→ **Task**:
Retype the listing that follows, exactly as written.

→ **Supplied records**:
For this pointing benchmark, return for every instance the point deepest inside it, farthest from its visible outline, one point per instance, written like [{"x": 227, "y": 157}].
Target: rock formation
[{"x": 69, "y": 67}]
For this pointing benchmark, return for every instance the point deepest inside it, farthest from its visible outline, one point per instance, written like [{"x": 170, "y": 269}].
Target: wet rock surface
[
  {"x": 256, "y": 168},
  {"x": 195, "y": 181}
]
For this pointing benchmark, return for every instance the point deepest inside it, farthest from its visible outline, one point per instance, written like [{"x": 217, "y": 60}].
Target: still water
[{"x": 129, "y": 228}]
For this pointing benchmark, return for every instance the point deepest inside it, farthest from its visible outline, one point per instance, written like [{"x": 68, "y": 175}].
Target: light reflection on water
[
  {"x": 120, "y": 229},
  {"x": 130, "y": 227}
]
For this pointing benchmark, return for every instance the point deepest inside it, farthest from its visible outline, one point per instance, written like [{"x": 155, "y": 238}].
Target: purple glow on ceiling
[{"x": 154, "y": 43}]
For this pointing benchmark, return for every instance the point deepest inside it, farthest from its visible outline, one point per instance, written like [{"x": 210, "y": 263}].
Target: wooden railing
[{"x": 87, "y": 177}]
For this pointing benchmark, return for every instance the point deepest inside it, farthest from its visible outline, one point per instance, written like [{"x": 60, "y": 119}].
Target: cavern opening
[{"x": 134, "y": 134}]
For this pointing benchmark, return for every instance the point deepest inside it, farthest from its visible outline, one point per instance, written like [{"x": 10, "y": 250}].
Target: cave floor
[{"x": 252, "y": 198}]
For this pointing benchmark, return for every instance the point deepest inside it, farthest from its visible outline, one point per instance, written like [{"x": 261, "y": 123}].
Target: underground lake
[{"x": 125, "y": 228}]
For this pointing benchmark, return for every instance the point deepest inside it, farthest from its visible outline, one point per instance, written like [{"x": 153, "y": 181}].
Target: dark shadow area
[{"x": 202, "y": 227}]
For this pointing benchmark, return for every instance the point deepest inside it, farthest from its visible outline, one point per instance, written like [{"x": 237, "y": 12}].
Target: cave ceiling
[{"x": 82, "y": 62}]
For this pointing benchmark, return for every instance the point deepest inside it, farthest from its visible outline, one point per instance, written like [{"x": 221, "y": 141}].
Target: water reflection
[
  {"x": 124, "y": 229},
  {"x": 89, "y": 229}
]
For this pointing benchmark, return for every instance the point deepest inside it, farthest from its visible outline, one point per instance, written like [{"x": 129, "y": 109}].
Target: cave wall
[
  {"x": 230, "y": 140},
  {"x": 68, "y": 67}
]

→ **Complete output**:
For this pointing benchmark, return for every instance the point deepest inside it, farthest from its visible outline, one point per instance, written like [{"x": 227, "y": 157}].
Target: rock formation
[{"x": 69, "y": 67}]
For this pointing benchmark, return for every instance the point deepest inside it, farthest from its visible outline, one point per instance, written like [{"x": 170, "y": 269}].
Target: wet rock surface
[
  {"x": 256, "y": 168},
  {"x": 195, "y": 181}
]
For this pointing benchmark, return for every instance the point deepest inside it, farthest from its visible outline, one point per instance, written like [{"x": 217, "y": 60}].
Target: still water
[{"x": 129, "y": 228}]
For this pointing benchmark, return for every instance the point deepest inside it, farthest from its visible outline, one point per instance, written like [{"x": 68, "y": 175}].
Target: light reflection on water
[
  {"x": 120, "y": 229},
  {"x": 130, "y": 227}
]
For this pointing benchmark, return for every instance the point deepest inside it, farthest from its visible outline, one point per instance, written like [{"x": 155, "y": 238}].
Target: purple glow on ceiling
[{"x": 154, "y": 43}]
For this pointing benchmark, return for every instance the point deepest inside it, farthest from its visible outline, one point per instance, written like [{"x": 210, "y": 263}].
Target: wooden railing
[{"x": 87, "y": 177}]
For this pointing benchmark, return for every instance the point deepest inside it, farthest from its visible outline, one point per instance, written like [{"x": 60, "y": 119}].
Target: cavern opening
[{"x": 134, "y": 134}]
For this pointing benchmark, return for every instance the point deepest inside it, farthest from its visible outline, one point per instance, written like [{"x": 10, "y": 250}].
Target: cave floor
[{"x": 252, "y": 198}]
For this pointing benchmark, return for every instance the point deepest inside it, farthest from its visible outline, one point per instance, written like [{"x": 261, "y": 123}].
Target: underground lake
[{"x": 125, "y": 228}]
For this pointing benchmark, return for every instance the point deepest inside it, farthest from its visible outline, one point per instance, written like [{"x": 153, "y": 181}].
Target: dark shadow area
[{"x": 202, "y": 227}]
For this pointing benchmark, return for every instance the point deepest inside it, farthest from its visible outline, one point per instance, written like [{"x": 237, "y": 12}].
Target: cave ceiling
[{"x": 82, "y": 62}]
For this pointing benchmark, return for every instance the point deepest inside it, farthest from its visible outline, one point per instance, written like [{"x": 221, "y": 141}].
Target: water reflection
[
  {"x": 124, "y": 229},
  {"x": 89, "y": 229}
]
For this pointing benchmark, return for every instance the point deepest inside it, farthest from its visible outline, one point per instance, written like [{"x": 129, "y": 109}].
Target: cave wall
[
  {"x": 230, "y": 140},
  {"x": 68, "y": 67}
]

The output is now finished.